● O que se pede
• A. Segundo o artigo, de onde proveio a catarse?
• B. Redigite do artigo tudo o que vai desde "A dimensão política" até "pela política moderna.".
• C. Reescreva de forma mais breve o parágrafo do artigo que começa com "A dimensão política que insiste", mantendo seus fatos principais.

● Artigo
┌──

A dimensão política que insiste em se mostrar ao lado da aparente inocência é o fato de a catarse não ter sido coisa de plateia, mas proveniente do palco onde se apresentava um líder. E sobra ainda lugar para notar o paradoxo entre a sonora mensagem internacionalista e o apelo nacionalista que compõe a atitude política antiglobalista daquela parte da esquerda francesa. Nota dissonante que, como um fantasma, nunca se afastou da alma dividida de movimentos, partidos e estados que, seja na antiga Rússia, seja, ainda hoje, na nossa América Latina, ou numa “outra” Europa, insubmissa e de olhos fixos no levante, invocam Marx como antagônico à cultura democrática transmitida pela política moderna.

└──

(Linhas de dados)
┌──

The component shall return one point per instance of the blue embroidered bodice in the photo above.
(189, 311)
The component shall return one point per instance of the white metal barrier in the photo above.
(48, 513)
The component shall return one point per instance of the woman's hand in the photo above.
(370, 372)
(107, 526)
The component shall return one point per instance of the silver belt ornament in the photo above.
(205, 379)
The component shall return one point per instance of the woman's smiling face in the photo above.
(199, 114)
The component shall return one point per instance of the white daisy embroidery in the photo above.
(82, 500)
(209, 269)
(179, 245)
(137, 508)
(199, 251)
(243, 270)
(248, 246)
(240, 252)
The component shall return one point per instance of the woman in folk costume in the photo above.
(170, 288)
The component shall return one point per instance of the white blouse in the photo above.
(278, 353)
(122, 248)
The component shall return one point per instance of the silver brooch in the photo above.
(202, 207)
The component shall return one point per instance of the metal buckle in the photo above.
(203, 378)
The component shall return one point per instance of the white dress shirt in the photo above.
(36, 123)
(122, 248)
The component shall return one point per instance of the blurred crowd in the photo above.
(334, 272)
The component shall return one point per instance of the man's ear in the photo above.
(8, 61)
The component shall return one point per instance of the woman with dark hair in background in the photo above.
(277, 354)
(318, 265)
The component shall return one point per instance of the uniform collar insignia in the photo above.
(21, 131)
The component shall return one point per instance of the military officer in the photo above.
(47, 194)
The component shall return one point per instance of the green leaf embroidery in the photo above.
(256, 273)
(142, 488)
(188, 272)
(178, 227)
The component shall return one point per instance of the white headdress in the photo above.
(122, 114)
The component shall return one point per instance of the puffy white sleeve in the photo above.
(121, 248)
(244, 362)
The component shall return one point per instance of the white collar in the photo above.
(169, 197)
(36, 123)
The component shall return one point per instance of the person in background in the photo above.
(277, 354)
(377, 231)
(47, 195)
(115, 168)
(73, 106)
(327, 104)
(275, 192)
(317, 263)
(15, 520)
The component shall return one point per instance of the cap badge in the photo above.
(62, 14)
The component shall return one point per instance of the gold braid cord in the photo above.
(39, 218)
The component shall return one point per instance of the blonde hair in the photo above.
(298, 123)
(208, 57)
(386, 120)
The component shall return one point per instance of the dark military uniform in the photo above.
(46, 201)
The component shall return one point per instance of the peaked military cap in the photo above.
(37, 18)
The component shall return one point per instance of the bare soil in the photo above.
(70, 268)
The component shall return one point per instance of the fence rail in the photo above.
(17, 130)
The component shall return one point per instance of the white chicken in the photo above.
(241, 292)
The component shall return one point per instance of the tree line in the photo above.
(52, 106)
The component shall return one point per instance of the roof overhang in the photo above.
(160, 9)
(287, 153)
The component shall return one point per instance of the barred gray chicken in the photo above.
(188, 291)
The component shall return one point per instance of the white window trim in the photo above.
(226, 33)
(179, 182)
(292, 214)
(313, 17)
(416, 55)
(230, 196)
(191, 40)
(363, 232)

└──

● Respostas por tarefa
• A. Do palco onde se apresentava um líder, e não da plateia.

• B.
A dimensão política que insiste em se mostrar ao lado da aparente inocência é o fato de a catarse não ter sido coisa de plateia, mas proveniente do palco onde se apresentava um líder. E sobra ainda lugar para notar o paradoxo entre a sonora mensagem internacionalista e o apelo nacionalista que compõe a atitude política antiglobalista daquela parte da esquerda francesa. Nota dissonante que, como um fantasma, nunca se afastou da alma dividida de movimentos, partidos e estados que, seja na antiga Rússia, seja, ainda hoje, na nossa América Latina, ou numa “outra” Europa, insubmissa e de olhos fixos no levante, invocam Marx como antagônico à cultura democrática transmitida pela política moderna.

• C. A dimensão política está no fato de a catarse ter vindo do palco, onde se apresentava um líder, e não da plateia. Há também um paradoxo entre a mensagem internacionalista e o apelo nacionalista da atitude antiglobalista dessa parte da esquerda francesa. Essa nota dissonante sempre acompanhou movimentos, partidos e estados que invocam Marx contra a cultura democrática da política moderna, seja na antiga Rússia, na América Latina de hoje ou numa "outra" Europa.